### Short exercise
Copy the entries from their beginning through the line containing "(1022, 414)", replacing "keypoint" with "marker" and keeping everything else unchanged. Leave the pictures out of your copy.

────

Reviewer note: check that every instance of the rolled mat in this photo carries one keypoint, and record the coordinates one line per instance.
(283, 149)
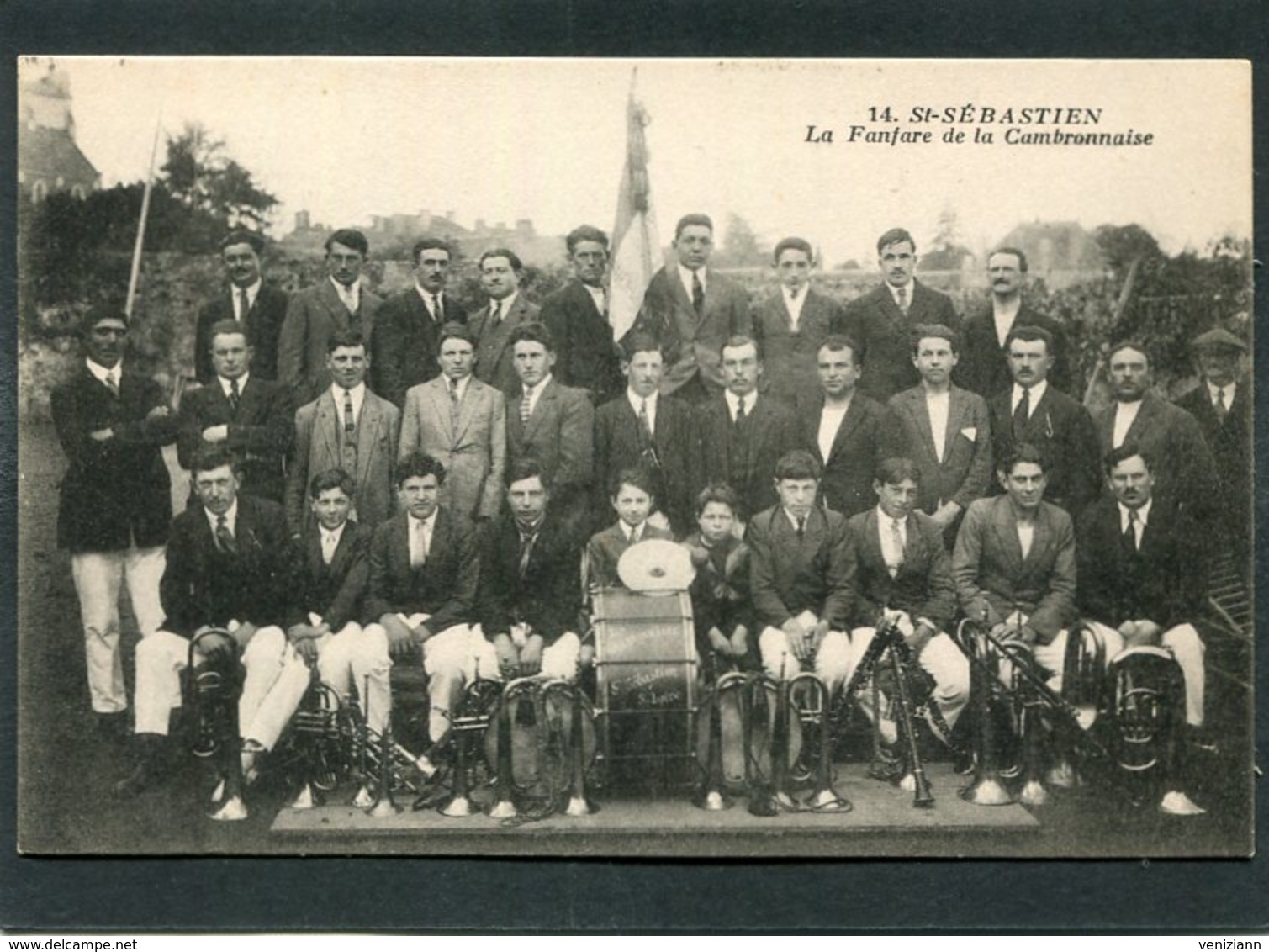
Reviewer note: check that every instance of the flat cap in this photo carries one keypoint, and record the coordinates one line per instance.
(1219, 339)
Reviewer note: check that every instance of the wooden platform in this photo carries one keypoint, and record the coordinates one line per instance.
(664, 827)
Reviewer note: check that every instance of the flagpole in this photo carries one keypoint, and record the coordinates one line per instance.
(135, 274)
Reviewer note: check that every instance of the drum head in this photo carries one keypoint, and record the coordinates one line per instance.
(656, 566)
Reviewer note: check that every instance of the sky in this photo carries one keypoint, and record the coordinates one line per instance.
(545, 140)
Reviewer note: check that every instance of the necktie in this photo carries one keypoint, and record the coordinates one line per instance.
(224, 537)
(1022, 414)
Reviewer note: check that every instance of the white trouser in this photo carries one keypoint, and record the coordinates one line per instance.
(98, 578)
(341, 659)
(942, 660)
(451, 658)
(164, 655)
(834, 660)
(1187, 648)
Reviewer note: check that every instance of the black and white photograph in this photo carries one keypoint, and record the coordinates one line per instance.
(635, 457)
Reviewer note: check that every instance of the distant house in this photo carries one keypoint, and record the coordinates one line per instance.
(49, 157)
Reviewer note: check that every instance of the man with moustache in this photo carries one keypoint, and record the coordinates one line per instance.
(256, 304)
(406, 331)
(882, 321)
(984, 367)
(578, 319)
(341, 302)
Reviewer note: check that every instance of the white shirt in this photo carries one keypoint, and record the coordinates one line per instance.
(1124, 415)
(830, 421)
(227, 386)
(330, 541)
(336, 394)
(1142, 518)
(236, 294)
(939, 405)
(535, 393)
(1004, 315)
(793, 304)
(636, 401)
(1037, 394)
(733, 404)
(685, 278)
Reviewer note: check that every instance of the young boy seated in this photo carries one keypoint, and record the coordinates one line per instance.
(633, 500)
(720, 590)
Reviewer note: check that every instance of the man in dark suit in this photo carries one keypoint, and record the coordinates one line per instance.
(744, 433)
(114, 501)
(790, 325)
(1032, 411)
(404, 351)
(642, 428)
(947, 431)
(1184, 470)
(339, 304)
(244, 413)
(882, 321)
(500, 271)
(904, 571)
(229, 566)
(258, 306)
(1014, 563)
(690, 311)
(848, 433)
(1222, 406)
(530, 598)
(551, 423)
(984, 368)
(578, 319)
(802, 579)
(424, 571)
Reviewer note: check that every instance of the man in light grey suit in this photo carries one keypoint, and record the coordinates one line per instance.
(341, 302)
(500, 272)
(351, 428)
(461, 421)
(947, 431)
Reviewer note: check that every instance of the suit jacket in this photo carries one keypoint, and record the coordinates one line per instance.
(990, 570)
(965, 471)
(867, 434)
(674, 463)
(558, 434)
(473, 453)
(1184, 470)
(443, 587)
(1062, 431)
(406, 344)
(312, 315)
(884, 336)
(790, 575)
(605, 550)
(204, 585)
(114, 490)
(585, 353)
(790, 366)
(773, 431)
(546, 595)
(923, 587)
(259, 431)
(692, 346)
(319, 426)
(1161, 582)
(263, 325)
(982, 367)
(336, 592)
(494, 358)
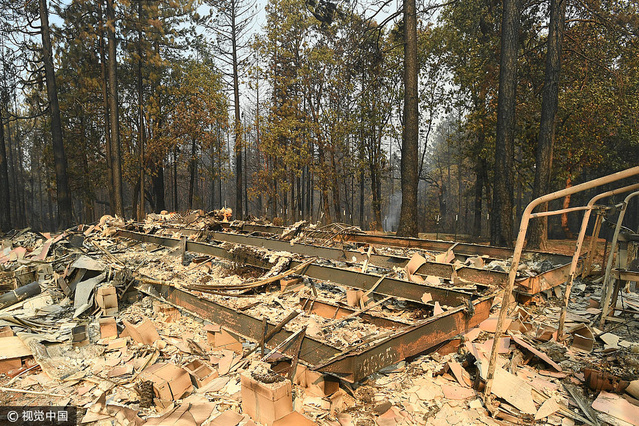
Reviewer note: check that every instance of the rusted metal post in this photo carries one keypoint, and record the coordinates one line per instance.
(593, 246)
(607, 290)
(519, 245)
(575, 257)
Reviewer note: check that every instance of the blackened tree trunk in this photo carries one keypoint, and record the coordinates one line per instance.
(410, 172)
(141, 132)
(502, 210)
(5, 197)
(113, 110)
(62, 182)
(192, 173)
(546, 141)
(105, 103)
(237, 128)
(157, 181)
(480, 172)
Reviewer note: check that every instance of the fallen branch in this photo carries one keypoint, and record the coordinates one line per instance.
(31, 392)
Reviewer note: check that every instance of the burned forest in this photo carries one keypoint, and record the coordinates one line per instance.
(319, 212)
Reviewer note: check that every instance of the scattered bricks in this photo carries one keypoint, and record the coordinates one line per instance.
(143, 332)
(170, 382)
(170, 313)
(221, 339)
(355, 297)
(266, 402)
(7, 365)
(108, 328)
(201, 373)
(79, 336)
(289, 282)
(107, 299)
(117, 344)
(294, 419)
(319, 384)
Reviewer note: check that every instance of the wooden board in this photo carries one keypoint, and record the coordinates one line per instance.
(13, 347)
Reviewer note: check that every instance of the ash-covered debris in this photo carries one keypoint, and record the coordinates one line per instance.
(89, 338)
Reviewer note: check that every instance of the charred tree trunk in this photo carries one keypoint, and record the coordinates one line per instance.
(65, 214)
(502, 210)
(546, 141)
(141, 132)
(237, 128)
(113, 110)
(5, 197)
(480, 172)
(192, 172)
(105, 102)
(157, 182)
(409, 165)
(564, 216)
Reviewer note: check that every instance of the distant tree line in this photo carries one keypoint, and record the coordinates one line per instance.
(324, 111)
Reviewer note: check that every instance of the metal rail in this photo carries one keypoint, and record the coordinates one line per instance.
(355, 363)
(607, 287)
(521, 237)
(345, 277)
(527, 286)
(465, 249)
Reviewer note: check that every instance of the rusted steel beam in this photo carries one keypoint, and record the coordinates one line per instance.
(465, 249)
(237, 322)
(411, 341)
(352, 366)
(437, 269)
(526, 286)
(333, 310)
(388, 286)
(549, 279)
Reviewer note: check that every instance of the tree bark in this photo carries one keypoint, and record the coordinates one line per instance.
(105, 102)
(192, 172)
(5, 197)
(237, 128)
(142, 134)
(480, 171)
(409, 165)
(65, 214)
(502, 210)
(564, 216)
(113, 110)
(550, 98)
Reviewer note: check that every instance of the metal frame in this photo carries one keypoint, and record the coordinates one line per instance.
(384, 285)
(356, 362)
(521, 237)
(607, 284)
(527, 286)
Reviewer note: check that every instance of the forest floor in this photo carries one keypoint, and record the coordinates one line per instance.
(137, 358)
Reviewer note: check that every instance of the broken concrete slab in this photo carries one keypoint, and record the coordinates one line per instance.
(144, 332)
(617, 406)
(266, 402)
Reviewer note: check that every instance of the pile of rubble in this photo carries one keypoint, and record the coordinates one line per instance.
(85, 321)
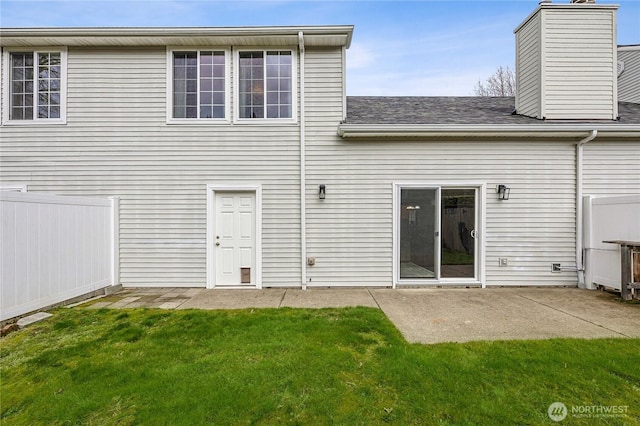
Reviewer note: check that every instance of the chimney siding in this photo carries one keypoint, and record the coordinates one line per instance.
(566, 63)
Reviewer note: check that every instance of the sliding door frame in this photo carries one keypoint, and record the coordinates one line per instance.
(480, 227)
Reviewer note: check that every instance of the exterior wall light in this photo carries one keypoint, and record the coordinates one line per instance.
(503, 192)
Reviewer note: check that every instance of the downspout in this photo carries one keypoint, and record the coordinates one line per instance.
(303, 179)
(579, 224)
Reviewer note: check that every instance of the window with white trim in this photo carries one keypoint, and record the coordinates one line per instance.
(198, 84)
(265, 84)
(36, 86)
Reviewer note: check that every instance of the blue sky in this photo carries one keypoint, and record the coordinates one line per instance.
(429, 48)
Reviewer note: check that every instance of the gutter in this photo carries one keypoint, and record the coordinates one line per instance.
(537, 130)
(579, 207)
(303, 178)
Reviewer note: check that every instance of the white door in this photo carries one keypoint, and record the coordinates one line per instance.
(235, 239)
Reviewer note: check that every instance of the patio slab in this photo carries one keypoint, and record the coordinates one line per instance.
(431, 315)
(328, 298)
(462, 315)
(236, 299)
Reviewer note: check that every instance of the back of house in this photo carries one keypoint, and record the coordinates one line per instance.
(239, 161)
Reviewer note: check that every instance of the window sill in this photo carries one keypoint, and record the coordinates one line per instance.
(42, 122)
(265, 121)
(199, 121)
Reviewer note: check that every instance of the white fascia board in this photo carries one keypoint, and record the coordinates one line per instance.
(626, 48)
(362, 131)
(332, 36)
(568, 6)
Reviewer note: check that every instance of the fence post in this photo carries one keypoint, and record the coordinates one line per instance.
(115, 240)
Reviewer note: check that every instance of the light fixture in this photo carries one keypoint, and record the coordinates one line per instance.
(503, 192)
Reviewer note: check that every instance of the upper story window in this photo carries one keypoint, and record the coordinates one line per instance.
(36, 86)
(199, 84)
(265, 84)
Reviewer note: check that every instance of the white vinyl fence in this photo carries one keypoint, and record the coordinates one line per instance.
(608, 219)
(54, 248)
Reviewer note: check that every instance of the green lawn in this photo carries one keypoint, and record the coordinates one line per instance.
(329, 366)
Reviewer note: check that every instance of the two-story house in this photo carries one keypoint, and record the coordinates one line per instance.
(239, 160)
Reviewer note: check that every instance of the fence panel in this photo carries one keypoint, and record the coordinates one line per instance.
(54, 248)
(607, 219)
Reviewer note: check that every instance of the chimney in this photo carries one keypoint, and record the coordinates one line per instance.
(566, 62)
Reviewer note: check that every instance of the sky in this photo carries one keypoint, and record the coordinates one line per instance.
(420, 47)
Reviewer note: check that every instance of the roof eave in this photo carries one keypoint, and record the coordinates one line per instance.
(329, 36)
(430, 131)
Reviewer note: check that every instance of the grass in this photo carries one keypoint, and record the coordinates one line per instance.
(329, 366)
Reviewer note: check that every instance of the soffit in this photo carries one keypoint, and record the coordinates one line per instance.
(325, 36)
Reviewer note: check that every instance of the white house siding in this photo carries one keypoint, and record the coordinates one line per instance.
(350, 232)
(528, 68)
(629, 80)
(611, 168)
(579, 51)
(116, 142)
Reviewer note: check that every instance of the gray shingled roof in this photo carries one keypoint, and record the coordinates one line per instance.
(450, 110)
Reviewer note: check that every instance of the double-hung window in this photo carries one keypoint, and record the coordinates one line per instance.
(265, 84)
(198, 82)
(36, 86)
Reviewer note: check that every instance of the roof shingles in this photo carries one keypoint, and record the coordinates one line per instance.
(450, 110)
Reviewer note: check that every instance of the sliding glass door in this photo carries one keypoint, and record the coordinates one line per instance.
(418, 239)
(436, 233)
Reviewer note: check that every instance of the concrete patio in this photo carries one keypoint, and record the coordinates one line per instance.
(426, 315)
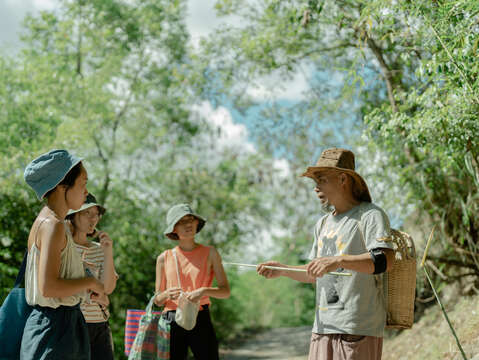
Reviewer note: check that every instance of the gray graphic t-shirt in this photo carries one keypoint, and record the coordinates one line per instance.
(351, 304)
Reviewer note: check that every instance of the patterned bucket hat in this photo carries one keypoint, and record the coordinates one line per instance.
(175, 214)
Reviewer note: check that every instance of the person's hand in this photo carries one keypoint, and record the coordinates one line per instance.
(173, 293)
(100, 299)
(320, 266)
(195, 295)
(105, 241)
(96, 287)
(269, 273)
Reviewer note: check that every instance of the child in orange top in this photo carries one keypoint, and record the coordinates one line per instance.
(198, 265)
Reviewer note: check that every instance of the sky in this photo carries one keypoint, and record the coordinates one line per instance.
(201, 21)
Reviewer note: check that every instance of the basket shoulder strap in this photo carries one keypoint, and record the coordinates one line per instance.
(177, 268)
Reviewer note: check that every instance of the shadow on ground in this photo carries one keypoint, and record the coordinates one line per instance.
(280, 344)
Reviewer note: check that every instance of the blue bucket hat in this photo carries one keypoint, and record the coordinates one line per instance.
(48, 170)
(175, 214)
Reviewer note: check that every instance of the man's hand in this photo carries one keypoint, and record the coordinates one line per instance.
(195, 295)
(320, 266)
(269, 273)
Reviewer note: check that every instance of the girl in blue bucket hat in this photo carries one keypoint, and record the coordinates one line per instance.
(197, 266)
(55, 281)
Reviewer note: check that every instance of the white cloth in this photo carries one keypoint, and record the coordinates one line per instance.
(71, 267)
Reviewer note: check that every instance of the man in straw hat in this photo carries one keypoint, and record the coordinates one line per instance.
(352, 239)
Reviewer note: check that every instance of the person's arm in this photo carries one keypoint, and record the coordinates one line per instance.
(361, 263)
(295, 275)
(222, 291)
(109, 275)
(160, 283)
(52, 242)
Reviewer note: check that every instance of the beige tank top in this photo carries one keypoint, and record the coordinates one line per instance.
(71, 267)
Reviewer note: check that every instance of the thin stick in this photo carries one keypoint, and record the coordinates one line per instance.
(427, 245)
(445, 315)
(423, 263)
(285, 269)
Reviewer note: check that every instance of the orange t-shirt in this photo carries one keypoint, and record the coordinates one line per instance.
(194, 274)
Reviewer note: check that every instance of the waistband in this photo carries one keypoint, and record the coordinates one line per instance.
(61, 307)
(202, 308)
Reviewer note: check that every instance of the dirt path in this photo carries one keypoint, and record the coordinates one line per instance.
(278, 344)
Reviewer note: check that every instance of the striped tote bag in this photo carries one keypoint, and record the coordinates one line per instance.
(147, 334)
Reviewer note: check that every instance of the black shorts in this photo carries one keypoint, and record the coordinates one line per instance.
(101, 346)
(201, 339)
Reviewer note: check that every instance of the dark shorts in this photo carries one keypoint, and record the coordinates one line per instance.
(101, 345)
(55, 334)
(201, 339)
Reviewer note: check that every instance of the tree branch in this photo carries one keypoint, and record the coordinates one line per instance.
(387, 73)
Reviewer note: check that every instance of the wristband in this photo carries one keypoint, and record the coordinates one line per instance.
(379, 260)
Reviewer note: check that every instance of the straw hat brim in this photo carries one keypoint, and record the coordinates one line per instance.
(312, 172)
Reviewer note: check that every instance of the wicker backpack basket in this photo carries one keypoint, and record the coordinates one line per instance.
(401, 283)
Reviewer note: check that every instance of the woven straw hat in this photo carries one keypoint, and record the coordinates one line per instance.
(341, 160)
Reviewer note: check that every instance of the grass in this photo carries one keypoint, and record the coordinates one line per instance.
(431, 338)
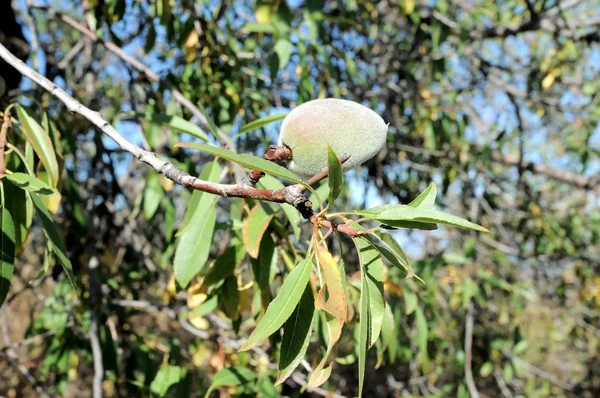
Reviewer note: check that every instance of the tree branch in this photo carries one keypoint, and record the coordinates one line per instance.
(568, 177)
(293, 194)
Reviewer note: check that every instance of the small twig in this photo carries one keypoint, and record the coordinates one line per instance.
(3, 132)
(537, 371)
(503, 387)
(468, 352)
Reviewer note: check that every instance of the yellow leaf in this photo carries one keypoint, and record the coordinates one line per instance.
(192, 39)
(196, 295)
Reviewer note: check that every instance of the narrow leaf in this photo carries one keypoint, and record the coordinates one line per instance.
(261, 122)
(422, 333)
(200, 202)
(29, 183)
(332, 300)
(167, 377)
(283, 305)
(263, 266)
(254, 228)
(7, 251)
(193, 248)
(388, 214)
(336, 180)
(426, 199)
(224, 266)
(41, 143)
(364, 333)
(296, 335)
(54, 237)
(374, 269)
(293, 215)
(249, 161)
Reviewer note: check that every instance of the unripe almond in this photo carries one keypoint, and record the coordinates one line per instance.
(349, 127)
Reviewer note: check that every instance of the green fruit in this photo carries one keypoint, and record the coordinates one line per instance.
(350, 128)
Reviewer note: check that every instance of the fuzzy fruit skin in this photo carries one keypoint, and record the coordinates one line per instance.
(349, 127)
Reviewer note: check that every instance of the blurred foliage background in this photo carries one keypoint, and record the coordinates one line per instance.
(495, 102)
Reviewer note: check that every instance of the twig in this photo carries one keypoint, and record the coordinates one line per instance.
(151, 75)
(468, 352)
(537, 371)
(3, 131)
(568, 177)
(503, 387)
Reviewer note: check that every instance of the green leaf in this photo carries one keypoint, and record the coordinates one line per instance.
(388, 214)
(261, 122)
(153, 195)
(282, 307)
(41, 143)
(194, 246)
(411, 301)
(264, 267)
(18, 203)
(234, 376)
(225, 264)
(364, 334)
(7, 251)
(283, 48)
(54, 237)
(259, 27)
(254, 228)
(486, 369)
(167, 377)
(336, 180)
(426, 199)
(422, 333)
(332, 300)
(293, 215)
(178, 124)
(375, 269)
(249, 161)
(397, 258)
(29, 183)
(296, 335)
(200, 202)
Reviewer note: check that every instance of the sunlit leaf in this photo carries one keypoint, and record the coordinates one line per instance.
(422, 333)
(293, 215)
(388, 214)
(296, 335)
(264, 266)
(254, 228)
(41, 143)
(282, 307)
(29, 183)
(199, 201)
(167, 377)
(224, 265)
(194, 246)
(375, 270)
(261, 122)
(335, 175)
(332, 300)
(7, 251)
(426, 199)
(54, 237)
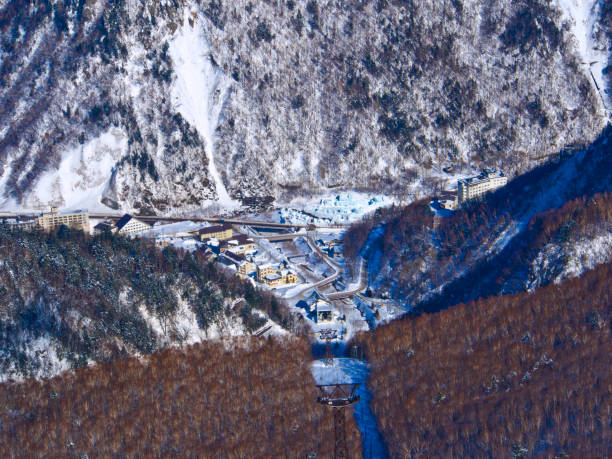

────

### Finished task
Reviewer note: check that every instance of the rolled mat in this photo carries one marker, and record the coordinates one line per instance.
(283, 149)
Reviewer note: check that every instance of the flat cap in this photo carries one marker, and record the coordinates one line per instance.
(1219, 339)
Reviewer note: check that every instance of the wooden platform in this photo carries one marker, and record the coordinates one line per instance.
(664, 827)
Reviewer note: check that every instance of the flagpole in this photo carries one marker, and record the coordinates one line per instance.
(135, 274)
Reviewer note: check that every instance of the drum head in this photo carries one marker, and record the coordinates one line per instance.
(656, 566)
Reviewer note: check that every instance of the sky in this photo carries one marker, and record the coordinates one line per instance.
(545, 140)
Reviewer note: check that every instance of the necktie in this photo carries one marker, and record the coordinates one line per instance.
(224, 537)
(1022, 414)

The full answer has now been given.